Problem 1: List every city named in the text on urban and rural living.
Problem 2: Continue the text on urban and rural living from its last sentence.
___ Extracted text ___
In our previous issue, we reflected on how a city, even an entire culture, can be changed by women. In this month’s issue, we would like to explore the Urban in relation to the Rural, or if that opposition is meaningful. You might know about the popular simulation game SimCity. In it, a residential area’s population increases when a park is created nearly. From the Japanese perspective, this seems strange. In central Tokyo, for example, population density does not seem to depend on proximity to a park, but rather on closeness to a railway station, and whether large-scale developments are planned in the vicinity.
Covid-19 has brought a drastic change to every aspects of our lifestyles. We spend considerably longer time at home than we did, and a large number of people work remotely. This transformation has led to a re-evaluation of city centers, and a tendency to move to suburban or rural areas. Nevertheless, a survey carried out in July by Gakujo, a recruitment information company, showed that 60% still “want to live in a city center” or “would prefer to if possible”, with just 25% preferring “living in a suburb”. In fact, land prices in central Tokyo are still rising, where wealthy people are said to be enthusiastically purchasing apartments. This reflects the continuing popularity of the properties in epi-central locations with low commuting times.
Japanese real estate value, as mentioned above, is affected by proximity to a station. People search property websites using the filter ‘X minutes from station’. Yet in US cities like Portland or New York, this is not always the overriding criterion. Unquantifiable factors such as whether parks or nice cafes are close, or if security is good, are also important. Manhattan’s Upper West Side faces Central Park and is famously home to high-income individuals. Areas near to so-called ‘pocket parks’ are also popular, while in Portland, Oregon, cycle paths are well developed, and are important to residents. Whether such areas are convenient for public transportation is less of an issue. These US cities seem analogous to the SimCity model.
___ Recorded data ___
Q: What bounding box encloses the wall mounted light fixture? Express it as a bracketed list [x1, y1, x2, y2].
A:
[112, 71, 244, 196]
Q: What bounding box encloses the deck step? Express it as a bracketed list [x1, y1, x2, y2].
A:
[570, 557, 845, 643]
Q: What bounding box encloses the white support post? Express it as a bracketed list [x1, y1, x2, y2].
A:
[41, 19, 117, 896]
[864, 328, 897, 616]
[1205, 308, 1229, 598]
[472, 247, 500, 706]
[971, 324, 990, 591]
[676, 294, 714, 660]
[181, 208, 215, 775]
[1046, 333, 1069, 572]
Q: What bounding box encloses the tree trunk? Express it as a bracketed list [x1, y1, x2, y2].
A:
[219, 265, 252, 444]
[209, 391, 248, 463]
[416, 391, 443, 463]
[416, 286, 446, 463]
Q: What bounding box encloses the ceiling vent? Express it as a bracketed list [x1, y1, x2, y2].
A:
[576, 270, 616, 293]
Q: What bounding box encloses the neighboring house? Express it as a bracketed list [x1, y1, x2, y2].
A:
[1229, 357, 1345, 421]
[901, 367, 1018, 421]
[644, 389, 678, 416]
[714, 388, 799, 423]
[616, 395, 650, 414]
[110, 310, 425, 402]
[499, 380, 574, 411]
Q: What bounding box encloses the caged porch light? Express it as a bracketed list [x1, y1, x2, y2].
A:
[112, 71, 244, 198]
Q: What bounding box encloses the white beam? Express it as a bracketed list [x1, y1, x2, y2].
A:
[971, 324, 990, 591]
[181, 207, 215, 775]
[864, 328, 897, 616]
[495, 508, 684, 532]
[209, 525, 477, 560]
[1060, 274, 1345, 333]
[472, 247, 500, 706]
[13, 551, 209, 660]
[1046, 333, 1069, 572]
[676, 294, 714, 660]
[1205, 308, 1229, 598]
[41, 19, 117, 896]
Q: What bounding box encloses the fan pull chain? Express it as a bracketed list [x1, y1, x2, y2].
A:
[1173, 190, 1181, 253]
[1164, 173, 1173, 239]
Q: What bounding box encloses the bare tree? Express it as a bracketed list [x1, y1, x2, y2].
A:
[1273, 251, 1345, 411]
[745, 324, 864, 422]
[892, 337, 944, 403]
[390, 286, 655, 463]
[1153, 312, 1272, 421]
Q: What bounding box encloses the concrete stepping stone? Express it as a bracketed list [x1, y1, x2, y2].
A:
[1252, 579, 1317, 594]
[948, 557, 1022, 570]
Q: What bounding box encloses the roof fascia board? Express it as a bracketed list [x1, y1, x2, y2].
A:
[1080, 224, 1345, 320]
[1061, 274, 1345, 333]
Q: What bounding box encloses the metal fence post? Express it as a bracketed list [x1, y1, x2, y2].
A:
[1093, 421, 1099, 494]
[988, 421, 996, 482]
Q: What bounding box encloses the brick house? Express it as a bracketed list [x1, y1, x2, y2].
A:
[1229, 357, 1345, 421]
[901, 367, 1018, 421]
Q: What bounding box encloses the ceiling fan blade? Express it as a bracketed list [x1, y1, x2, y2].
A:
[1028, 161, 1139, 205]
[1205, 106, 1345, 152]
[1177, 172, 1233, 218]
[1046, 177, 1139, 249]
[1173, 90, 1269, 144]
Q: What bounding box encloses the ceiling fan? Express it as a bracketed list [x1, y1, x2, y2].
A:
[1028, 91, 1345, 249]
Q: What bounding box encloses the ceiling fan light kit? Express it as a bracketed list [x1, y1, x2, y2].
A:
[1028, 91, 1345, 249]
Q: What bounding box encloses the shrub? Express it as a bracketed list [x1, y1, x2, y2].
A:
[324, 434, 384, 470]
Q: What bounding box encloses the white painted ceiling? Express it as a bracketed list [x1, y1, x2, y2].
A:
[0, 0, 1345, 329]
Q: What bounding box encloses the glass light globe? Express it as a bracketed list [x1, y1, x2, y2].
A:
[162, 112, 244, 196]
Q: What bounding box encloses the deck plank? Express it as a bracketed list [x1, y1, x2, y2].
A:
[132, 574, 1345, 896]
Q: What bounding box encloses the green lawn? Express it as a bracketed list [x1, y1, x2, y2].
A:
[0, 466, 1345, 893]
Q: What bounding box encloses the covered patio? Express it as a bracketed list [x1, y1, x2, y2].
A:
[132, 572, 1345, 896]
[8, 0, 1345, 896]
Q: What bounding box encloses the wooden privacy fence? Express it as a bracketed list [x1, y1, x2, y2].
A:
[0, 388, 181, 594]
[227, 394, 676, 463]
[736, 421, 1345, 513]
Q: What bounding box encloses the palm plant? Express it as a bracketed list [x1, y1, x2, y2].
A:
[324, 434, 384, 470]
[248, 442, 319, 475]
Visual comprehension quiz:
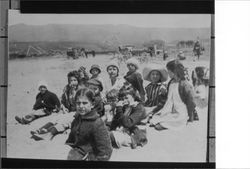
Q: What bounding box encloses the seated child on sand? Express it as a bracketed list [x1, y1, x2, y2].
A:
[15, 81, 60, 124]
[150, 60, 198, 130]
[124, 58, 145, 102]
[110, 88, 147, 148]
[66, 88, 112, 161]
[31, 71, 79, 140]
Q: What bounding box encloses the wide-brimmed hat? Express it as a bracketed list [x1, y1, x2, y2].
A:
[87, 78, 103, 91]
[142, 63, 168, 82]
[126, 58, 140, 69]
[107, 61, 119, 73]
[89, 65, 101, 73]
[37, 80, 48, 89]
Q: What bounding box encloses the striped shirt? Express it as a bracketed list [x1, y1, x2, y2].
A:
[145, 83, 167, 113]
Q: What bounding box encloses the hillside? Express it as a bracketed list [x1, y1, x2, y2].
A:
[9, 24, 210, 46]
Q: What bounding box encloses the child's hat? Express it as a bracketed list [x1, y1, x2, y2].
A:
[89, 65, 101, 73]
[107, 61, 119, 72]
[142, 63, 168, 82]
[126, 58, 140, 69]
[87, 78, 103, 91]
[37, 80, 48, 89]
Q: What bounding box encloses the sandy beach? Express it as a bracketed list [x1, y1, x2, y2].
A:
[7, 55, 209, 162]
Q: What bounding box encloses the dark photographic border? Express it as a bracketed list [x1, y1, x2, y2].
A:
[1, 0, 215, 168]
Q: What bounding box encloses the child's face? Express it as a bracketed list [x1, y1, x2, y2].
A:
[69, 76, 78, 88]
[150, 70, 161, 83]
[39, 86, 47, 94]
[91, 69, 100, 75]
[76, 96, 93, 115]
[89, 84, 101, 95]
[168, 69, 174, 79]
[123, 94, 135, 105]
[79, 71, 85, 78]
[127, 64, 136, 72]
[108, 66, 118, 77]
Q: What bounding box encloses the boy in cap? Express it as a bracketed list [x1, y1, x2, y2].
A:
[89, 64, 106, 96]
[78, 66, 89, 88]
[143, 63, 168, 118]
[31, 70, 79, 140]
[15, 82, 60, 124]
[110, 85, 147, 149]
[106, 61, 125, 93]
[87, 79, 105, 117]
[124, 58, 145, 102]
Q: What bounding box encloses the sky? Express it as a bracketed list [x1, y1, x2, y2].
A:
[9, 10, 211, 28]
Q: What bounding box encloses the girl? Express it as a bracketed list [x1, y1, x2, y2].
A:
[31, 71, 79, 140]
[124, 58, 145, 102]
[143, 63, 168, 117]
[106, 61, 125, 94]
[66, 88, 112, 161]
[150, 60, 197, 130]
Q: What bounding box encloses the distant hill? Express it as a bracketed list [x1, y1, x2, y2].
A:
[9, 24, 210, 46]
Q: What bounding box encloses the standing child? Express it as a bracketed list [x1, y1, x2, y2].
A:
[66, 88, 112, 161]
[143, 63, 168, 120]
[15, 82, 60, 124]
[124, 58, 145, 102]
[87, 79, 105, 117]
[150, 60, 197, 130]
[31, 71, 79, 140]
[78, 66, 89, 88]
[110, 86, 147, 149]
[89, 65, 106, 96]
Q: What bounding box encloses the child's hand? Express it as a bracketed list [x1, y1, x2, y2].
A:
[116, 101, 124, 107]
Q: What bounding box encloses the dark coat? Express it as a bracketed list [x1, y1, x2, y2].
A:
[33, 90, 60, 113]
[61, 85, 76, 112]
[110, 103, 147, 148]
[179, 80, 196, 121]
[124, 72, 145, 101]
[66, 110, 112, 161]
[94, 95, 105, 117]
[167, 80, 196, 121]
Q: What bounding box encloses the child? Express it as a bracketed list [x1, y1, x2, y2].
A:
[31, 71, 79, 140]
[15, 82, 60, 124]
[110, 86, 147, 149]
[143, 63, 168, 117]
[89, 65, 106, 96]
[147, 60, 197, 130]
[106, 61, 125, 92]
[124, 58, 145, 102]
[78, 66, 89, 88]
[66, 88, 112, 161]
[102, 89, 119, 128]
[87, 79, 105, 117]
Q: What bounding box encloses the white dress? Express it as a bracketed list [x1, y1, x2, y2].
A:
[151, 83, 188, 129]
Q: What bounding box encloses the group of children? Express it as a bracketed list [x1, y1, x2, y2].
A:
[15, 58, 203, 160]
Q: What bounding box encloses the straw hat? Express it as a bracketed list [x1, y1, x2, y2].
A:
[89, 65, 101, 73]
[107, 61, 119, 73]
[87, 78, 103, 91]
[37, 80, 48, 89]
[142, 63, 168, 82]
[126, 58, 140, 69]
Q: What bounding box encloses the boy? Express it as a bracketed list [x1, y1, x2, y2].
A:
[124, 58, 145, 102]
[110, 88, 147, 149]
[66, 88, 112, 161]
[143, 63, 168, 118]
[87, 79, 105, 117]
[15, 82, 60, 124]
___
Expected output 1: Tokyo, New York, Portland

Expected output 2:
It is often said that Japan has an extreme polarization between Urban and Rural areas. If so, this would seem to derive from the way in which cities have been formed. Communities have generated naturally in places where amenities existed, regardless of convenience to access to somewhere else. Covid-19 now restricts people to their neighborhoods, which actually might be a chance. Endless opportunities may open to find value in our own local areas, even if far from stations, or in somewhat inconvenient places. Such re-evaluations are indeed occurring on the peripheries of greater Tokyo.
What is needed for future cities is an essential quality of life, that is, a reason to live there. Without this, whether Urban or Rural, areas will see no meaningful development. Only after a comprehensive balance is reached between cultural programs, a rich natural environment, security, and amenities, will vibrantly activated spaces be fully achieved. Only then will people be attracted to a specific area, gathering naturally. Early adapters inspire more people to move in, so that a positive loop can be expected. A good community will be born from investments that are not solely capitalist in nature. Rather than the separating Urban, Rural and Suburb, small community units and their aggregated network may enable all areas to gain in value.